- _Problem details_
Format every line of the records below as a JSON list of strings, one string per line, leaving out any blank lines.

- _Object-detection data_
--- begin ---

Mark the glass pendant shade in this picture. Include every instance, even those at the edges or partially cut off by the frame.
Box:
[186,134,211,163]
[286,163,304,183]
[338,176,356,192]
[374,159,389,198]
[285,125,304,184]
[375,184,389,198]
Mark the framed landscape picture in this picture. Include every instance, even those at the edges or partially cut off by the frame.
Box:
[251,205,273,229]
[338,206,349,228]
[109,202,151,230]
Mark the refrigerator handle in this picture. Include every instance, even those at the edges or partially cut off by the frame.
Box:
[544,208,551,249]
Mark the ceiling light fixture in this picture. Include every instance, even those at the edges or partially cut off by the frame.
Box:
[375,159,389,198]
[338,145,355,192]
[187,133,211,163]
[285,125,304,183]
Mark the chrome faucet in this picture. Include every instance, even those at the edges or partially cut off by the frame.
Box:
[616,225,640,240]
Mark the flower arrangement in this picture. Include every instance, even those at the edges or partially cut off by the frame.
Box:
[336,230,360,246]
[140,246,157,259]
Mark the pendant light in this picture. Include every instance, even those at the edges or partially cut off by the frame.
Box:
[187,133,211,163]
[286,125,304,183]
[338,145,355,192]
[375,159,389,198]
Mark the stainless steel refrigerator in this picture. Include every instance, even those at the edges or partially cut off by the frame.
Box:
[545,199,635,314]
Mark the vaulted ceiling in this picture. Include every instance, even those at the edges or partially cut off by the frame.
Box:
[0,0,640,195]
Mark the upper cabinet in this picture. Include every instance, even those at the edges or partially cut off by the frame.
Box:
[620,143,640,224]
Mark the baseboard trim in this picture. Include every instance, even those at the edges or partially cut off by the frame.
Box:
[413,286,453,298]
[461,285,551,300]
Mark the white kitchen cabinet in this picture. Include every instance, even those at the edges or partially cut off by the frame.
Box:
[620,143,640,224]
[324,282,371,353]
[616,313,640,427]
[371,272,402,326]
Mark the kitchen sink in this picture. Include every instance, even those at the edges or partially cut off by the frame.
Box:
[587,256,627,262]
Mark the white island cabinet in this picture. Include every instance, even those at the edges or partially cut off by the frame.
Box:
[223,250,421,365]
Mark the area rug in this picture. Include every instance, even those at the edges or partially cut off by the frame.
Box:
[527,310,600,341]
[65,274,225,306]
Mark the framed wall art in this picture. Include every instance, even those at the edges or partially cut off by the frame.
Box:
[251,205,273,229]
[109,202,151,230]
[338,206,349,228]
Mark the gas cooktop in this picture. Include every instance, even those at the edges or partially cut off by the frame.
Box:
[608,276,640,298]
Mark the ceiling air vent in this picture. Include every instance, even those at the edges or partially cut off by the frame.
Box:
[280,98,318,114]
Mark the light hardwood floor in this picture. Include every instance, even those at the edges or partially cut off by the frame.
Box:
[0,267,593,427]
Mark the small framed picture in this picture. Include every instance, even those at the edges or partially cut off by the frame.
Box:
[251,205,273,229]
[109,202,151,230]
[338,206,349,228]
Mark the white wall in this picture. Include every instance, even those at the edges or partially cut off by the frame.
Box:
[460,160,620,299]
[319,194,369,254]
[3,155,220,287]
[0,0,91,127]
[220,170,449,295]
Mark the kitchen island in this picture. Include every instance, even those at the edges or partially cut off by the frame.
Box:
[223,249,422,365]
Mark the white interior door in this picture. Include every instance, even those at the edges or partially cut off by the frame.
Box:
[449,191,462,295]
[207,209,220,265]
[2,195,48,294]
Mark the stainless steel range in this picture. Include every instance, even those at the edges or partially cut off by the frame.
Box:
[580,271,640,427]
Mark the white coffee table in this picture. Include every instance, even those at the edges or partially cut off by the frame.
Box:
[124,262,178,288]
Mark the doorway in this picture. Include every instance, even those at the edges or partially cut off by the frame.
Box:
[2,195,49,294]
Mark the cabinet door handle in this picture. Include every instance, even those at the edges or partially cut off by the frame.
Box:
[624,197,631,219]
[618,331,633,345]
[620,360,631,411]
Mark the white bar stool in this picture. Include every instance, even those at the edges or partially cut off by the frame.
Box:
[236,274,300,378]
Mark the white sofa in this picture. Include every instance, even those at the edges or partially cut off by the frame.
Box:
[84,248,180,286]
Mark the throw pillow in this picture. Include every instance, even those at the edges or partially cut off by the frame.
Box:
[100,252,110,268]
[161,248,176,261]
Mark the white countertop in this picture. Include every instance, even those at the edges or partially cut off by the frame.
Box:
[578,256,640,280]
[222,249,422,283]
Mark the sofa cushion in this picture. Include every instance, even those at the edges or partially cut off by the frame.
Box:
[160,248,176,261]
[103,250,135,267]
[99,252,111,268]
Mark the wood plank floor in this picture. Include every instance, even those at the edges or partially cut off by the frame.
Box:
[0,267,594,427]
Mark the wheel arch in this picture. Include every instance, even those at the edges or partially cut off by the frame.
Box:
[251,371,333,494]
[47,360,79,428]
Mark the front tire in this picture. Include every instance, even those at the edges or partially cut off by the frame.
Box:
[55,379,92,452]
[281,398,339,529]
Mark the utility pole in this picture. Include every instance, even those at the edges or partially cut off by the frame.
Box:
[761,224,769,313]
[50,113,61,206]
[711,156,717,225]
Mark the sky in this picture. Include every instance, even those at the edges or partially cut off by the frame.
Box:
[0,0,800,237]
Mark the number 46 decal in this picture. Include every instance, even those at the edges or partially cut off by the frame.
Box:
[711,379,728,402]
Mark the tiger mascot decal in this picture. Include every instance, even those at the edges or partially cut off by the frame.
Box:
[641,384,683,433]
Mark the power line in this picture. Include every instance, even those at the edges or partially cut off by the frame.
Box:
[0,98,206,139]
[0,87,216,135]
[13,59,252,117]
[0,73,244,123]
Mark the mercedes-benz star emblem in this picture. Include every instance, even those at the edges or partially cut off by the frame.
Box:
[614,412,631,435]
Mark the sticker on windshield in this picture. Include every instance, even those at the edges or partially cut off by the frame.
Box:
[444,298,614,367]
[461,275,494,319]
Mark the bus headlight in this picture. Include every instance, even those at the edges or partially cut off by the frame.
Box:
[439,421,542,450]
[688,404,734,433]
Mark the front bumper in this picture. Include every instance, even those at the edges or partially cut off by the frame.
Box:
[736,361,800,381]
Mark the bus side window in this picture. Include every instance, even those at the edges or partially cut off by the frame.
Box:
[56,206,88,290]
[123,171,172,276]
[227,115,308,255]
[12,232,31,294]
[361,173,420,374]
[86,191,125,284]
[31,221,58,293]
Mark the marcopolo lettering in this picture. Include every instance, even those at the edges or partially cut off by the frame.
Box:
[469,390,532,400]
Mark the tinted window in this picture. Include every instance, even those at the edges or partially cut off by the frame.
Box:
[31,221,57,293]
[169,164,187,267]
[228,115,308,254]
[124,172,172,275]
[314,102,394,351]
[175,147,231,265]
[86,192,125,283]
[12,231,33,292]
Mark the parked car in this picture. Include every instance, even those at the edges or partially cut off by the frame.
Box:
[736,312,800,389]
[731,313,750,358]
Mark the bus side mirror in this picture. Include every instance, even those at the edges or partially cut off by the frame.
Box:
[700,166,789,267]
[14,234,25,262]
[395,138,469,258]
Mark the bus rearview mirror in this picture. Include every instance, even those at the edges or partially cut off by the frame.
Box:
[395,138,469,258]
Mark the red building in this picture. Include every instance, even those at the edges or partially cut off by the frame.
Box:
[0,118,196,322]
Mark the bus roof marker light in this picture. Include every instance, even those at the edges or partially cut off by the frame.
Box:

--- end ---

- _Task result_
[
  "Mark the glass pendant shade in this picture. Include every instance, even those at the edges or partially cut off by the frame.",
  "Box:",
  "[186,134,211,163]",
  "[286,163,304,183]",
  "[338,176,356,192]",
  "[374,159,389,198]",
  "[285,125,304,184]",
  "[375,184,389,198]",
  "Mark the framed landscape picture in this picture. Include every instance, even those at the edges or partially cut off by the frame.",
  "Box:",
  "[251,205,273,229]",
  "[338,206,349,228]",
  "[109,202,151,230]",
  "Mark the refrigerator handle in this picture. Include every instance, even those at the edges or partially cut off by the frame.",
  "Box:",
  "[544,208,551,249]",
  "Mark the ceiling light fixture in this picture. Include every instance, even those at the edges or partially cut off by the frame.",
  "Box:",
  "[375,159,389,198]",
  "[338,145,355,192]",
  "[187,133,211,163]",
  "[285,125,304,183]",
  "Mark the chrome faucet in this picture. Include every instance, even those at the edges or partially cut off by the frame.",
  "Box:",
  "[616,225,640,240]",
  "Mark the flower arrangement in this picture. Include every instance, even those at the edges or partially cut off by the frame.",
  "Box:",
  "[336,230,360,246]",
  "[140,246,157,259]",
  "Mark the pendant light in this picture. Include every instance, even those at the edges or partially cut off by the frame.",
  "Box:",
  "[187,133,211,163]",
  "[286,125,304,183]",
  "[338,145,355,192]",
  "[375,159,389,198]",
  "Mark the stainless steel refrigerator in this picture. Include every instance, even those at the edges or partially cut off by the frame.",
  "Box:",
  "[545,199,635,314]",
  "Mark the vaulted ceiling in this picture. Include every instance, even those at the edges or partially cut off by the frame.",
  "Box:",
  "[0,0,640,195]",
  "Mark the upper cabinet in this picture. Include every instance, even those at the edges or partially cut off by the frame.",
  "Box:",
  "[620,143,640,224]",
  "Mark the baseboard trim in this picture. Include every instance, even those at the edges or partially cut off by the frame.",
  "Box:",
  "[413,286,453,298]",
  "[461,285,551,300]",
  "Mark the white kitchen cabinet in this picture. Include every instance, even those at the edges or partially cut off by the frame.",
  "Box:",
  "[620,143,640,224]",
  "[324,282,371,353]",
  "[616,313,640,427]",
  "[371,272,402,326]",
  "Mark the kitchen sink in this picture. Include every instance, even those at the edges or partially cut off by the frame.",
  "Box:",
  "[587,256,627,262]",
  "Mark the white island cabinet in this picture. Include every instance, even those at the edges or partially cut off by the frame.",
  "Box:",
  "[223,250,421,365]",
  "Mark the area rug in this picture. Include every instance, even those at the edges or partially cut off by the frame.",
  "Box:",
  "[527,310,600,341]",
  "[65,274,225,306]",
  "Mark the framed wall art in this picture. Include every instance, even those at the edges or partially cut off by the frame.",
  "Box:",
  "[251,205,273,229]",
  "[109,202,151,230]",
  "[338,206,349,228]",
  "Mark the gas cooktop in this picture. Include every instance, even those at the edges or partially cut off by the frame.",
  "Box:",
  "[608,276,640,298]",
  "Mark the ceiling air vent in this picture. Include every instance, even those at the edges or partially cut off by the frame.",
  "Box:",
  "[280,98,318,114]",
  "Mark the light hardwood floor in this picture. Include every instance, even those at the edges or partially cut off by the frame.",
  "Box:",
  "[0,267,593,427]",
  "Mark the small framed picture in this picture. Include every instance, even those at the edges or partially cut off by the frame.",
  "Box:",
  "[251,205,273,229]",
  "[109,202,151,230]",
  "[338,206,349,228]",
  "Mark the white wall in this picture. Include every instance, even those at the edges or partially cut off by the frame.",
  "Box:",
  "[460,160,620,299]",
  "[319,194,369,254]",
  "[3,155,220,287]",
  "[0,0,91,127]",
  "[220,170,449,295]",
  "Mark the kitchen island in this picture. Include every instance, even those at the edges or partially cut off by the frame.",
  "Box:",
  "[223,249,422,365]",
  "Mark the white interior door in this picture. Include every instance, even those at the edges or partially cut off by the frame.",
  "Box:",
  "[449,191,462,295]",
  "[207,209,220,265]",
  "[2,195,48,294]",
  "Mark the stainless steel range in this picture. Include every instance, even those at the edges or partially cut off by the frame.",
  "Box:",
  "[580,271,640,427]",
  "Mark the white coffee table in this picture. Include every instance, even those at the edges or partially cut off by the frame.",
  "Box:",
  "[124,262,178,288]",
  "Mark the doorway in this picture. Include every instance, even those at the edges or partially cut off by the frame.",
  "Box:",
  "[2,195,49,294]",
  "Mark the cabinet door handle in this picture. Include every instance, even those at the edges or partially cut off by the frame.",
  "Box:",
  "[624,197,631,219]",
  "[618,331,633,345]",
  "[620,360,631,411]",
  "Mark the white bar stool in this picture. Include every instance, even those at the edges or partially cut off by the frame.",
  "Box:",
  "[236,274,300,378]",
  "Mark the white sofa in this picture. Include every instance, even those at the edges or partially cut off by the frame.",
  "Box:",
  "[84,248,180,286]",
  "Mark the throw pillow in this picture. Include every instance, even those at the edges or partially cut off by the frame.",
  "Box:",
  "[100,252,110,268]",
  "[161,248,176,261]",
  "Mark the white countertop in this picture. Include every instance, even those at the edges or partially cut off by the frame.",
  "Box:",
  "[578,256,640,280]",
  "[222,249,422,283]",
  "Mark the sofa cushion in this picture. Include every instance, even those at the edges or partially cut off by the frame.",
  "Box:",
  "[160,248,176,261]",
  "[103,250,135,267]",
  "[99,252,111,268]",
  "Mark the wood plank floor in this picture. Include every instance, even those at the edges or partially cut off by the frame.",
  "Box:",
  "[0,267,594,427]",
  "Mark the wheel arch in this picture. Include every instance, even those at the edges or partially cut off by the frame.",
  "Box:",
  "[251,371,333,494]",
  "[47,360,79,428]",
  "Mark the front tire in this picture. Include every instance, even those at the edges or partially cut off by the frame.",
  "Box:",
  "[55,379,92,452]",
  "[281,398,339,529]",
  "Mark the utility pole in this picture. Include every instance, even those at the edges or partially cut off by the frame.",
  "Box:",
  "[761,224,769,313]",
  "[50,113,61,206]",
  "[711,156,717,225]",
  "Mark the sky in this picture. Include every instance, even those at the edges or partially cut off by the frame.",
  "Box:",
  "[0,0,800,237]",
  "Mark the number 46 decal in this picture. Include every instance, even those at the edges or partially cut off by the frame.",
  "Box:",
  "[711,379,728,402]",
  "Mark the tiger mascot decal in this picture. Include every instance, even those at the edges or partially cut off by the frame.",
  "Box:",
  "[641,384,683,433]",
  "Mark the power line in this picture. Include every instance, even those at the edges or partially cut off by the frame.",
  "Box:",
  "[0,98,206,139]",
  "[0,87,216,135]",
  "[13,59,252,117]",
  "[0,73,244,123]",
  "Mark the mercedes-benz star emblem in this picture. Include every instance, even those at the edges or partially cut off by the frame.",
  "Box:",
  "[614,412,631,435]",
  "Mark the sticker on windshield in this picture. Include every instance, even those at the edges or partially cut off by the frame.",
  "Box:",
  "[444,298,614,367]",
  "[461,275,494,319]",
  "Mark the bus headlight in this picture. Include every instance, even those at the edges or partially cut off by the frame.",
  "Box:",
  "[439,421,542,450]",
  "[688,404,734,433]",
  "Mark the front bumper in this picture. Include every instance, even those at the edges or partially cut off by the frame.",
  "Box:",
  "[736,361,800,381]",
  "Mark the bus side window in this picture. Include every instance, even those at the edges or partially cut off by the frame.",
  "Box:",
  "[56,206,88,290]",
  "[123,171,172,276]",
  "[227,115,308,255]",
  "[12,232,31,294]",
  "[361,173,420,374]",
  "[86,191,125,284]",
  "[31,221,58,293]",
  "Mark the marcopolo lettering in this picture. Include every instance, even those at the edges or partially cut off by the frame.",
  "Box:",
  "[469,390,532,400]",
  "Mark the tinted window in this picture. Include every instance, even those at the edges or partially cut off by the frame.",
  "Box:",
  "[31,221,57,293]",
  "[169,164,187,267]",
  "[228,115,308,254]",
  "[124,172,172,275]",
  "[314,102,394,351]",
  "[175,147,231,265]",
  "[86,192,125,283]",
  "[12,231,33,292]",
  "Mark the parked car in this picture. Include every instance, even those at the edges or partially cut off by the frame.",
  "Box:",
  "[736,312,800,389]",
  "[731,313,750,358]",
  "Mark the bus side mirror in this picture. Include every instance, even those at the edges or partially cut off by the frame.",
  "Box:",
  "[700,166,789,267]",
  "[14,234,25,262]",
  "[395,138,469,258]",
  "Mark the bus rearview mirror in this picture. Include every instance, even those at the edges or partially cut off by the frame.",
  "Box:",
  "[395,138,469,258]",
  "Mark the red building in this picture. Include every instance, even those at the edges or partially cut off by the frame.",
  "Box:",
  "[0,118,196,322]",
  "Mark the bus roof marker light in this picture. Include every instance, even those at the edges or partially cut off by the frame.",
  "Box:"
]